WORK TO DO
Rewrite every line of the items, starting with the first line and going on through the line with "298, 230, 322, 244", both included, and copy all other text word for word. Rescale each bounding-box coordinate in those lines by multiplying it by 1.8 and rounding to the nearest whole number, with halves rounded up.

-- Start of EXTRACTED INFORMATION --

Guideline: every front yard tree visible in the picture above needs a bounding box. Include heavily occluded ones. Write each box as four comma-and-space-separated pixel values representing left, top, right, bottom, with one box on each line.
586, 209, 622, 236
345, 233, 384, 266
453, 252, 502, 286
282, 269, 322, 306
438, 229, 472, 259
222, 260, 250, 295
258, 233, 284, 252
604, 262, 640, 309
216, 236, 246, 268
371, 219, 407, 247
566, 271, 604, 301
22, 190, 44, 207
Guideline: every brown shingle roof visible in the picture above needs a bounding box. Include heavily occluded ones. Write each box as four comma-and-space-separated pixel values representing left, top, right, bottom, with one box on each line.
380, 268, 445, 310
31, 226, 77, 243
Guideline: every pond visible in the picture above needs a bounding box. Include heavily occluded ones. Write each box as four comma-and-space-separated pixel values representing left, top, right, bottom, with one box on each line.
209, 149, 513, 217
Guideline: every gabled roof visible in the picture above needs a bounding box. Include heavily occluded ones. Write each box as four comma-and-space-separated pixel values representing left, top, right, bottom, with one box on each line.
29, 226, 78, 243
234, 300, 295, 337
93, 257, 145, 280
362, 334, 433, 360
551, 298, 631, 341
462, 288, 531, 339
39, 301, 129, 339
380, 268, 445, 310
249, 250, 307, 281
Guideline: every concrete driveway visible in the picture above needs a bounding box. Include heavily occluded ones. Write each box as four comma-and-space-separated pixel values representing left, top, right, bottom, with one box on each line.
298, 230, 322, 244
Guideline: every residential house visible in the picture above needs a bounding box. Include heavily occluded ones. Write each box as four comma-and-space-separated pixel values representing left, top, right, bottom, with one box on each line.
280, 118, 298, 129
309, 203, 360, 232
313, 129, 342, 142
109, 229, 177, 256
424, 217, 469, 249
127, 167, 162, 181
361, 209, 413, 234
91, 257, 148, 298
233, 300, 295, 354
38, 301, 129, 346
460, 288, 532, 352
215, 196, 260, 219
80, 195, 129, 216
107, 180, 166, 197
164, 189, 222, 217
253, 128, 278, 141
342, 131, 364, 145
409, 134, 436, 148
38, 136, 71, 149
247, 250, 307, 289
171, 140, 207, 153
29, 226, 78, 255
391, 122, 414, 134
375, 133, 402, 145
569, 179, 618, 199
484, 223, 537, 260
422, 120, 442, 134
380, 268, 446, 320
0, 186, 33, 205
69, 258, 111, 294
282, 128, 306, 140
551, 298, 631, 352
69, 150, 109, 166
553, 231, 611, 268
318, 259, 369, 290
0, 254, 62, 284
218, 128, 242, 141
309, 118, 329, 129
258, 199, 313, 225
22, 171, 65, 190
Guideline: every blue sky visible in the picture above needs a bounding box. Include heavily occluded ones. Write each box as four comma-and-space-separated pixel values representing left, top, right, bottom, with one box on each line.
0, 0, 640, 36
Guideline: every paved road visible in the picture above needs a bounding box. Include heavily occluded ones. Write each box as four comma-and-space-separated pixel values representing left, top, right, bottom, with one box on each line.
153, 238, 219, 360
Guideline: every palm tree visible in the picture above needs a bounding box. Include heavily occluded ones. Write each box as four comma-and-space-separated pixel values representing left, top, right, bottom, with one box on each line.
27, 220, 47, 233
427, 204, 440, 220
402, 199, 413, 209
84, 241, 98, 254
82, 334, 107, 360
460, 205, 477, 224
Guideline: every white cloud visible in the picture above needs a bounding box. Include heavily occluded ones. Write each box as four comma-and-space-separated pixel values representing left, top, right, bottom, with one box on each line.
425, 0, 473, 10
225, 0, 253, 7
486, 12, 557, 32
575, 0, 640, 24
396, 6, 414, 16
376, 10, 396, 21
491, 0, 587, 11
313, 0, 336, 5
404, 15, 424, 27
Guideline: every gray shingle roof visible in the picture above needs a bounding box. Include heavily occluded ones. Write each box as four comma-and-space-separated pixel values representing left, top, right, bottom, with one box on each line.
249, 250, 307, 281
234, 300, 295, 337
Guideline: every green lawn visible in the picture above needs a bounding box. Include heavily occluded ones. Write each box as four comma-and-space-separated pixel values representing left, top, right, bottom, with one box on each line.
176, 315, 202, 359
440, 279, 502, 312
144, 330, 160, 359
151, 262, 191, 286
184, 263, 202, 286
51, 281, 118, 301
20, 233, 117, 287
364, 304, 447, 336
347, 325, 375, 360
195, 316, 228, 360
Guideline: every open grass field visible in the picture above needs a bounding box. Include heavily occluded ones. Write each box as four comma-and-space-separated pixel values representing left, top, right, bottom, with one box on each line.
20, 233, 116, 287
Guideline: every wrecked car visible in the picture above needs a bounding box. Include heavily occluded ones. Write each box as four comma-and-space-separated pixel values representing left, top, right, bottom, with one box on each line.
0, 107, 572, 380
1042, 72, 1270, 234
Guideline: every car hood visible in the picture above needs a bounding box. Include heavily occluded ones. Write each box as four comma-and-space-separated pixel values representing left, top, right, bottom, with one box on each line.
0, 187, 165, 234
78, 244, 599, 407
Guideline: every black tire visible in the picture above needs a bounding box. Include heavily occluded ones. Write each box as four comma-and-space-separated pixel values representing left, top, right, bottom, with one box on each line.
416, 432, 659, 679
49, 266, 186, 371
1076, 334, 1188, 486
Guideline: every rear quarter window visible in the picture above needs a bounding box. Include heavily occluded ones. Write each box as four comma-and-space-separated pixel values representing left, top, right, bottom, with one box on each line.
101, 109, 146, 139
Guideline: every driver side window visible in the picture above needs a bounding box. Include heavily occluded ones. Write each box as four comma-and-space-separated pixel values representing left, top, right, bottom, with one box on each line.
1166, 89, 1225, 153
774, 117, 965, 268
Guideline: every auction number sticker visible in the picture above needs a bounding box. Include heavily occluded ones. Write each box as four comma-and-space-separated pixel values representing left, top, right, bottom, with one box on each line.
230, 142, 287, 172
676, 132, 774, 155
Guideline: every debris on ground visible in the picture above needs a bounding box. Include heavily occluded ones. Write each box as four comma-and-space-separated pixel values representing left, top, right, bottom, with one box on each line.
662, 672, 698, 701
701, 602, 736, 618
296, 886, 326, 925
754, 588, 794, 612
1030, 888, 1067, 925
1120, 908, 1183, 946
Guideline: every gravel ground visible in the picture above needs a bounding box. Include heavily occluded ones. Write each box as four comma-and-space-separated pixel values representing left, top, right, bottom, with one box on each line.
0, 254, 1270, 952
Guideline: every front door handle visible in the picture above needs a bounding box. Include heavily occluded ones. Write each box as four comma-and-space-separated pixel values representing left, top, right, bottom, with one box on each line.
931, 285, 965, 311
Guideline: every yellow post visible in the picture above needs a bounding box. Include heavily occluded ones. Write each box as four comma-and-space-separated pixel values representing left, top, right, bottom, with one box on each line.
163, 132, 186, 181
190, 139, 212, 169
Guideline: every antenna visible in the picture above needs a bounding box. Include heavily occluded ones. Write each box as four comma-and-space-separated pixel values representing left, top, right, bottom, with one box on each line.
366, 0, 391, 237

-- End of EXTRACTED INFORMATION --

RESPONSE FOR THIS EXERCISE
Guideline: every front yard tree visible in the picture above needs a bounding box. Include heavily occluded ones. Write each box as four comma-and-space-separated pixel values representing left, top, right, bottom, with one box on each line.
1055, 376, 1120, 425
621, 419, 691, 479
815, 454, 904, 515
508, 484, 580, 551
788, 412, 850, 466
400, 468, 450, 531
464, 419, 511, 454
1087, 472, 1152, 556
389, 425, 443, 482
668, 394, 733, 445
1019, 488, 1087, 542
40, 342, 79, 373
Guideline: every brown shingle roof visible in the picture above needs a bounding box. Include heavily occluded ones. Write each box as four comma-and-space-separated pixel values representing left, top, right, bottom, with one box on each line.
684, 482, 801, 558
56, 407, 139, 437
Guideline: every pond visible in the picture above needs a bounding box. Include heavily occluded ones. Write each box as four comma-and-space-separated pixel values representing left, top, right, bottom, with one box on each line.
376, 268, 923, 391
Guideline: every gabled roof visible in the picture above needs a bounding box. Include heavily occluded ones. Write each box as four comma-and-space-separated pixel values representing left, top, right, bottom, with one box on each line.
52, 407, 140, 437
421, 540, 531, 607
167, 463, 261, 504
652, 601, 779, 648
992, 536, 1136, 614
832, 518, 956, 610
70, 542, 232, 610
684, 482, 801, 558
448, 450, 553, 506
Guideline: every concrete driveway visible in the picture above needs a bounding box. Include heavily occluded ones. Write each box as four comma-and-space-separated pixel values representing left, top, right, bottom, with one box on each line.
536, 414, 580, 439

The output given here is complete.